As Stanton Peele (one of the few clear-thinking “leading experts” on addiction I’ve come across) has been pointing out for decades, addiction is and has always been politically and socially defined as much as it has been scientifically defined. Peele covers this ground thoroughly in his recent article The Fluid Concept of Smoking Addiction:

The neurobiological model of addiction is static. It is built on the difficulty – often stated as the near impossibility – of quitting or moderation. The model does not attempt to explain how (or, more accurately, why) people cease addictions – even though such cessation is more typical than not with every type drug. The neurobiological model really has nothing to say about why smokers quit (as a majority do), for example due to the pleading of a spouse or a child. In the terms of the model, cessation is unexpected, unexplained, unpredictable, and simply falls beyond its purview or boundaries.

**Source information**.
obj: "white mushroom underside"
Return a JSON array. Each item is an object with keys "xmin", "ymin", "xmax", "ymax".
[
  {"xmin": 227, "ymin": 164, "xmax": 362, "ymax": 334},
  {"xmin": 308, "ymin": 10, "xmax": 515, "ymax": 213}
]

**What is required**.
Return the passage from the addiction text exactly, from "The neurobiological model of" to "purview or boundaries.".

**Exercise result**.
The neurobiological model of addiction is static. It is built on the difficulty – often stated as the near impossibility – of quitting or moderation. The model does not attempt to explain how (or, more accurately, why) people cease addictions – even though such cessation is more typical than not with every type drug. The neurobiological model really has nothing to say about why smokers quit (as a majority do), for example due to the pleading of a spouse or a child. In the terms of the model, cessation is unexpected, unexplained, unpredictable, and simply falls beyond its purview or boundaries.